*** Opening Given records ***

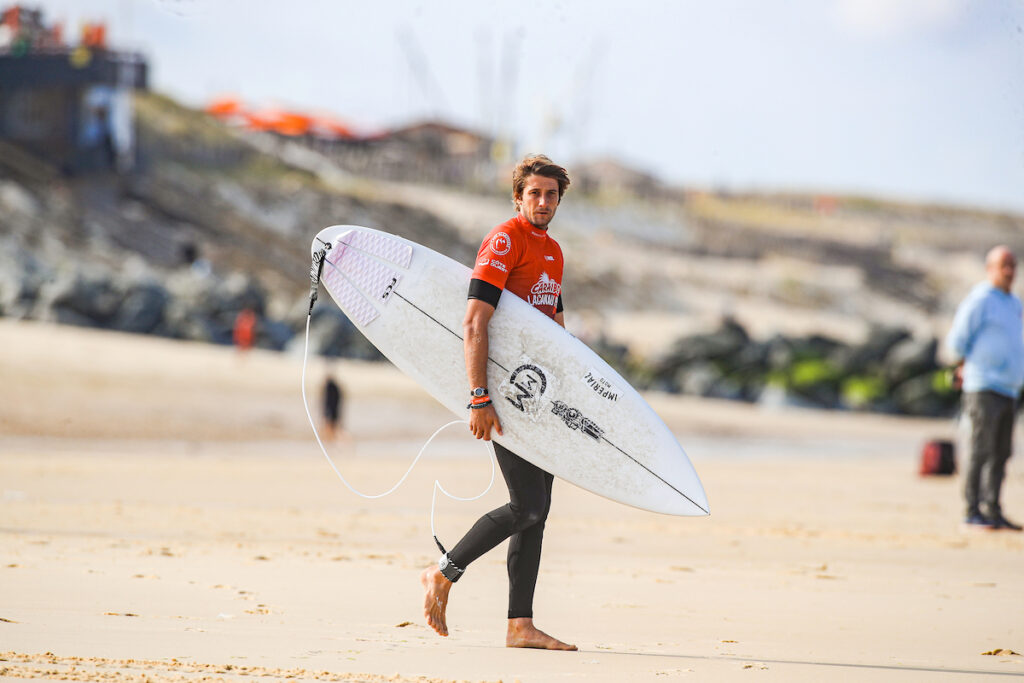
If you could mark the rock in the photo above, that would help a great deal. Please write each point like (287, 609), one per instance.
(331, 333)
(867, 357)
(22, 278)
(273, 334)
(910, 357)
(85, 297)
(920, 396)
(142, 309)
(728, 340)
(15, 199)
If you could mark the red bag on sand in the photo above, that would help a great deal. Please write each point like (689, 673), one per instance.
(938, 458)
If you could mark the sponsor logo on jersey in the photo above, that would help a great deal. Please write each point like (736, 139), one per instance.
(601, 386)
(545, 292)
(573, 419)
(501, 244)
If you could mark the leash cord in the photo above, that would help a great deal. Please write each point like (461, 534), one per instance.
(437, 484)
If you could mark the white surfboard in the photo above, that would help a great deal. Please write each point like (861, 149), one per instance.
(561, 407)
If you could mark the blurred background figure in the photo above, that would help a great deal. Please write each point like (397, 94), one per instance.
(333, 400)
(245, 330)
(987, 338)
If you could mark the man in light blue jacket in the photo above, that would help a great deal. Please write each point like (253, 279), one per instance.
(987, 338)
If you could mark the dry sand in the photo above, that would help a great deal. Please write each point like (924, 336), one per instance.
(166, 515)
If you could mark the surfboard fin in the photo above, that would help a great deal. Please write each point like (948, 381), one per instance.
(315, 271)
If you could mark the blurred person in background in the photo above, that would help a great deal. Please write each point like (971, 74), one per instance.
(334, 398)
(986, 337)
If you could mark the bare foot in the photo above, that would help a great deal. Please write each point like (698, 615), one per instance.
(436, 588)
(522, 633)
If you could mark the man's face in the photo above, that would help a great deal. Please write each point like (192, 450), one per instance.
(540, 199)
(1001, 269)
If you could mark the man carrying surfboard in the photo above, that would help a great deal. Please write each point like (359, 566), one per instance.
(521, 257)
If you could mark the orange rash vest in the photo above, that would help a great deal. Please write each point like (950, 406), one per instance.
(524, 260)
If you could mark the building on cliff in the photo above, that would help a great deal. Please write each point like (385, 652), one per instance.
(65, 107)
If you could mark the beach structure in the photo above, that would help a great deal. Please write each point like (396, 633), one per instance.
(65, 107)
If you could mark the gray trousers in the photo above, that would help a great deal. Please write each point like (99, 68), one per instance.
(991, 418)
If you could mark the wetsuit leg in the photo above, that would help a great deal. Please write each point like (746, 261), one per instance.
(529, 500)
(524, 558)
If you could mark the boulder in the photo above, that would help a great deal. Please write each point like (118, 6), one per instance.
(142, 308)
(868, 356)
(910, 357)
(728, 340)
(85, 297)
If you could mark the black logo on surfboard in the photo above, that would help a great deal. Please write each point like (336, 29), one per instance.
(573, 419)
(525, 386)
(389, 289)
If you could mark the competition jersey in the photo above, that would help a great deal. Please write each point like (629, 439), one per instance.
(522, 259)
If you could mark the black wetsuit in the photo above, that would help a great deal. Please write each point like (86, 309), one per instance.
(522, 519)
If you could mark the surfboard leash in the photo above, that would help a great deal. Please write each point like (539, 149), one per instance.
(315, 272)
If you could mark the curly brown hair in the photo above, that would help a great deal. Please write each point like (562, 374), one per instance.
(537, 165)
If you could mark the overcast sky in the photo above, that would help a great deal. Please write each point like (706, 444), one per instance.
(922, 99)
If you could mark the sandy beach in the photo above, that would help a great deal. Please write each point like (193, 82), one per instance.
(166, 515)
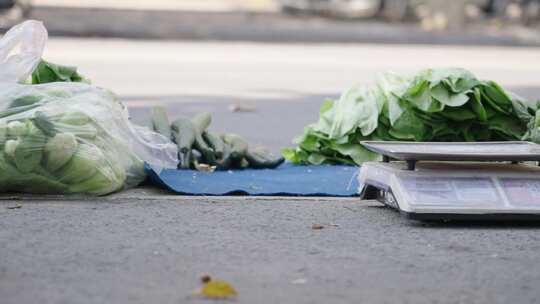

*** Closing Given records ***

__Requirement__.
Set down each line of the material exactly and skip every image.

__Exercise response__.
If you could mark the rock in the photo above, that would help a great deal. Please write each point like (287, 609), one per instance.
(331, 333)
(867, 357)
(22, 278)
(273, 334)
(910, 357)
(85, 297)
(920, 396)
(142, 309)
(728, 340)
(15, 199)
If you could mark the red bag on sand in the photo above, that would help a great deal. Please write each point like (689, 673), one per instance.
(938, 458)
If you could mark the sponsor logo on jersey in the photo above, that would help a great deal. Please write each point like (736, 139), one per instance.
(601, 386)
(545, 292)
(573, 419)
(501, 244)
If you could mark the leash cord in the photo above, that would help a great deal. Please write each point like (461, 534), one per instance.
(437, 484)
If you could mark the white surfboard in the photo above, that would help a great deal. Please write each point like (861, 149), one per instance.
(561, 407)
If you could mark the blurred background figure in the photo above, that would help a great deal. Please write each point like (397, 94), one per instance.
(333, 400)
(245, 330)
(987, 338)
If you could mark the man in light blue jacket in the photo above, that would help a great deal. Please write each point like (253, 279), one per instance.
(987, 338)
If you could mark the dry sand in the photo above, that would help a great deal. Please write each point like (924, 336), one per instance.
(166, 515)
If you could mark the surfboard fin in the photo above, that would help a great deal. Please write each point like (948, 381), one per instance.
(315, 271)
If you could mark the blurred person in background in the photo above, that would help a great deal. Please write each point like (971, 74), one per instance.
(334, 398)
(986, 337)
If you could mark the bare foot in the photo above, that would help a great deal. Please write each point like (698, 615), one per instance.
(436, 588)
(522, 633)
If you could mark the man's face in the photo above, that would help a great deal. Please write each point like (192, 450), one per instance.
(540, 199)
(1001, 269)
If you could mark the man carrying surfboard in the photo above, that would help a great deal. Please write each point like (359, 566), one per instance.
(521, 257)
If you could mark the orange rash vest in the photo above, that would help a great deal. Please write each point like (950, 406), one per instance.
(524, 260)
If you could mark the building on cliff in the photo above, that would help a great deal. Please write each point like (385, 652), one per instance.
(65, 107)
If you could mark the beach structure in the photo above, that would help a great deal. Please write each point like (396, 633), one per instance.
(65, 107)
If you could mark the gray trousers in the photo above, that would help a great deal. Please write each point like (99, 68), one per instance.
(991, 418)
If you could mark the wetsuit leg in the photo above, that would help a great deal. Please write each point like (746, 261), one per instance.
(529, 500)
(524, 558)
If you could mark the boulder in the photo above, that would help a great deal. Please write each point like (118, 6), one per instance.
(142, 308)
(868, 356)
(910, 357)
(728, 340)
(85, 297)
If you could mark the black logo on surfboard in the photo above, that would help a great deal. Please write each point like (336, 29), one per instance.
(573, 419)
(525, 386)
(389, 289)
If you could mark the competition jersey in the photo above, that would help a great deal. Please write each point like (629, 439), one per instance.
(522, 259)
If you could mark the black wetsuit in the photo above, that would help a great deal. Please write each point like (86, 309), one per instance.
(522, 519)
If you could mark the surfboard leash in the photo above, that would help a great deal. Please write each point like (539, 149), one per instance.
(315, 272)
If you could mark the curly brown hair in the photo above, that would help a great deal. Please write each point like (562, 374), one per instance.
(537, 165)
If you could mark the overcast sky in the photo above, that would help a great deal. Please write each point like (706, 444), one per instance.
(922, 99)
If you could mark the sandy beach in the photo above, that would help a great deal. Please write each point like (193, 82), one per instance.
(166, 515)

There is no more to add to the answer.